Фрагмент для чтения:
== == ==
Вводя в коммунистическую идею вины что-то похожее на понятие невменяемости, известное коммунистам из «буржуазного права», линия защиты предусматривала концепцию ограниченной ответственности. Словосочетание «временное затмение» использовалось большевиками при попытке объяснить уход Романа Малиновского (разоблаченного позднее как провокатора царской охранки) из Думы и его внезапное появление за границей. Самовольный поступок Малиновского осуждался, но при этом были и те, кто утверждал, что, возможно, причиной тому были не политические мотивы, а «обостренная нервозность» и «душевная усталость»[556].
Тот, кто хотел выгородить сознание и волю, должен был возложить вину на свое подверженное порче тело. Партиец с 1917 года, сын рабочего и телеграфист по специальности, Зайцев выбыл из партии «по неплатежу членских взносов». Вот как он объяснял свой проступок два года спустя, находясь в стенах Ленинградского государственного университета:
«Как следствие физически ненормального состояния создается больная психология, а последнее обстоятельство является причиной нерадивого отношения к партобязанностям – отсюда несвоевременная явка на перепись в у<ездный> ком<итет>. „В здоровом теле здоровый дух“ – это не пустая фраза; меня вновь потянуло к общественной работе и работе в партии. Я спешу восстановить старый партийный стаж». Зайцева вернули в партию[557].
Уже известный нам Носуленко попытал свое счастье также через риторику «солнечного затмения». За этим преподавателем языкознания в Ленинградском государственном университете числились тяжкие прегрешения: он «венчался в церкви в Ораниенбауме 5 июня 1922 г.» и, что еще хуже, подал по собственному желанию просьбу освободить его от обязанностей коммуниста. К концу 1922 года Носуленко пришел в себя. Он объяснял: «Действительно, у меня было много ошибок, и они известны ЦК и Губкому. Я происхожу из бедной, невежественной, некультурной среды, первый из семьи грамотный. Очень трудное многое поборото. <…> Быть может верно, я плохой партиец, но я не контрреволюционер. Я был под винтовкой по собственному желанию и защищал республику». Жена, дочь крестьянина-бедняка, окончила начальную школу и служила у нотариуса. «Была арестована за революционную работу и [другим почерком – приговорена] к высылке в Вологду. <…> Венчались в церкви с целью получения удостоверения». Нет спору, соглашался Носуленко, отступничество – это тяжкая провинность. «Это произошло в момент наиболее резкого нервного расстройства». «Хочу быть более культурным, но не могу, все это коренится в моей физиологии». Телесная слабость вызвала душевный упадок[558].
== == ==
Исходные данные:
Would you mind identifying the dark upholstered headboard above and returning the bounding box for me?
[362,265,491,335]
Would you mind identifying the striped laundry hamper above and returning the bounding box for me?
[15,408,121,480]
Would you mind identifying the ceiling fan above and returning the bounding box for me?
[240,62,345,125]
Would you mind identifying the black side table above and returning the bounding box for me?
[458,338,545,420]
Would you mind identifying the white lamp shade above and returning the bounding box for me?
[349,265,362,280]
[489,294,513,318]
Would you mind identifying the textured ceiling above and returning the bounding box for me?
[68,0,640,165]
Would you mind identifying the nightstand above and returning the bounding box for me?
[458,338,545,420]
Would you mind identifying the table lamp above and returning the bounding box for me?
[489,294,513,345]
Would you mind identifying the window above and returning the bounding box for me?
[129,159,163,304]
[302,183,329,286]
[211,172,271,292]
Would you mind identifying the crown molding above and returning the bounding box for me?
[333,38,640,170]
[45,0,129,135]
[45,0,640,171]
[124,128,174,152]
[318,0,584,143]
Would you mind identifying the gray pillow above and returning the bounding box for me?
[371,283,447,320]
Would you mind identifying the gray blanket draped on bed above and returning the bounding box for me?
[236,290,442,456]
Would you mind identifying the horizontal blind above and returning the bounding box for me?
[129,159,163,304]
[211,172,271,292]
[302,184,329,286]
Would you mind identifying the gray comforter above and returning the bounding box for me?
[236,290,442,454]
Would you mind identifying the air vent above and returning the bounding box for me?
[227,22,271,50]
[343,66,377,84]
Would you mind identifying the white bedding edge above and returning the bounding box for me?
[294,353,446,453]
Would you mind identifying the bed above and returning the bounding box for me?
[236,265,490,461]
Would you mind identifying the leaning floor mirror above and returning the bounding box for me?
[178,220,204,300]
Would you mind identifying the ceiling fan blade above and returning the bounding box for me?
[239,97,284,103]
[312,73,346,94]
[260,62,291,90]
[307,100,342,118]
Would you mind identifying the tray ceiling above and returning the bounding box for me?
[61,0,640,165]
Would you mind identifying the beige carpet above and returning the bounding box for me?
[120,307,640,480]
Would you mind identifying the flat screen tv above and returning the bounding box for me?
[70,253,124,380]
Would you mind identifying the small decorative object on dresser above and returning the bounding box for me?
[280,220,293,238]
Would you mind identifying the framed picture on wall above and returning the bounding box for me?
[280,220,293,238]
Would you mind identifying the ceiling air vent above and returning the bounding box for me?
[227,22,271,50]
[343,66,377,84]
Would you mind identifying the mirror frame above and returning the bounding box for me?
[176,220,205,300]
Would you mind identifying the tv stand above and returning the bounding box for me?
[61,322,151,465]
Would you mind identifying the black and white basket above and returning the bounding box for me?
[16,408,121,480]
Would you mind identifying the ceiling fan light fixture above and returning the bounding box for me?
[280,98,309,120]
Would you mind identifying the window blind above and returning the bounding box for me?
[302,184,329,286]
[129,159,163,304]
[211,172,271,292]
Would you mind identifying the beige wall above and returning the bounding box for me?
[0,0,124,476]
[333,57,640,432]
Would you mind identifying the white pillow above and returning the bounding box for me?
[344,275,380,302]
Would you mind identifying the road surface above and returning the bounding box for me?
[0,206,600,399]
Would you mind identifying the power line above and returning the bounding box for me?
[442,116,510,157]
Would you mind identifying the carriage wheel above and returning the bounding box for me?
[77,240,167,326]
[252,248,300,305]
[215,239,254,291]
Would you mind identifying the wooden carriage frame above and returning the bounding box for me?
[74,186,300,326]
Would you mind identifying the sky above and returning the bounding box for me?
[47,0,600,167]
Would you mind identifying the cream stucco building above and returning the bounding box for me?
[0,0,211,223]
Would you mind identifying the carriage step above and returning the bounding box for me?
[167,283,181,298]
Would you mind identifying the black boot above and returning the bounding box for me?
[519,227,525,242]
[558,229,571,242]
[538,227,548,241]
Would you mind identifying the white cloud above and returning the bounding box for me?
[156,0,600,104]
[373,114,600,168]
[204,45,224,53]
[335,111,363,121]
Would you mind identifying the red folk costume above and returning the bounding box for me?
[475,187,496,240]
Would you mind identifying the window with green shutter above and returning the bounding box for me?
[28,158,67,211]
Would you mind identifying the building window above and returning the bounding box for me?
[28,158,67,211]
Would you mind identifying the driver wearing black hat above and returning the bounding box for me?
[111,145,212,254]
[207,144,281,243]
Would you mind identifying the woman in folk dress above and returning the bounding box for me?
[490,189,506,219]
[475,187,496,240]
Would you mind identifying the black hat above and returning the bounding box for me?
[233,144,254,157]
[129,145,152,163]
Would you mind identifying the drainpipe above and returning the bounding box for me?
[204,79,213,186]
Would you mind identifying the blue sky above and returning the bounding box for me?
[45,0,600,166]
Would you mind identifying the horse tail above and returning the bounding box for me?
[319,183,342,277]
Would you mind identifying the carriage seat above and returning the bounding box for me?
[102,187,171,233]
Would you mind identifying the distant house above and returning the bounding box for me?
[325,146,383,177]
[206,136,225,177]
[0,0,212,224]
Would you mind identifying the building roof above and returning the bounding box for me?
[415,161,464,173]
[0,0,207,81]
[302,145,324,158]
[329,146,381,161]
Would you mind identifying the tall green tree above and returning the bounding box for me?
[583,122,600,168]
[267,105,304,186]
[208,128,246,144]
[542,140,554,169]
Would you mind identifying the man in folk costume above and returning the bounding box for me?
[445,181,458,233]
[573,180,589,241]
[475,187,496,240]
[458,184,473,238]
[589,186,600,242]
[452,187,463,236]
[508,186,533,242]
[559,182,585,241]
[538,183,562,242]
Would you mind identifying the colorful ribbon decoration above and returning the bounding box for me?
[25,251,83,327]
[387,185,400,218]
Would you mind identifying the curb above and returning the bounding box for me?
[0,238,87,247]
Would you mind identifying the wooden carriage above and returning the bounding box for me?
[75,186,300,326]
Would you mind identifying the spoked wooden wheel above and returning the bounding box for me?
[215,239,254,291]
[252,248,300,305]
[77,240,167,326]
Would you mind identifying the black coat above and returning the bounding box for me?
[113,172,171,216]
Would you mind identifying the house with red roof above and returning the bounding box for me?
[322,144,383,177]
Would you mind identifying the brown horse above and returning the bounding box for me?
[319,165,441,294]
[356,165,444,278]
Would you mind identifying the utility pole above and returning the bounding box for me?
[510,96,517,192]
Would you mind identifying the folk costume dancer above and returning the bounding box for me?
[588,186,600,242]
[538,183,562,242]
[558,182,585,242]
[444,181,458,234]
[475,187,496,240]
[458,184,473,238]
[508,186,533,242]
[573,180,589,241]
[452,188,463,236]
== == ==
Задания:
1. Назовите всех людей, которые упомянуты во фрагменте для чтения по фамилии.
2. Перепишите без изменений строки из записей: начните со строки, где есть «Would you mind identifying the bed», и закончите строкой, где есть «[70,253,124,380]».

Решения заданий:
1. Роман Малиновский, Зайцев, Носуленко

2.
Would you mind identifying the bed above and returning the bounding box for me?
[236,265,490,461]
Would you mind identifying the leaning floor mirror above and returning the bounding box for me?
[178,220,204,300]
Would you mind identifying the ceiling fan blade above and returning the bounding box for me?
[239,97,284,103]
[312,73,346,94]
[260,62,291,90]
[307,100,342,118]
Would you mind identifying the tray ceiling above and returning the bounding box for me?
[61,0,640,165]
Would you mind identifying the beige carpet above and returning the bounding box for me?
[120,307,640,480]
Would you mind identifying the flat screen tv above and returning the bounding box for me?
[70,253,124,380]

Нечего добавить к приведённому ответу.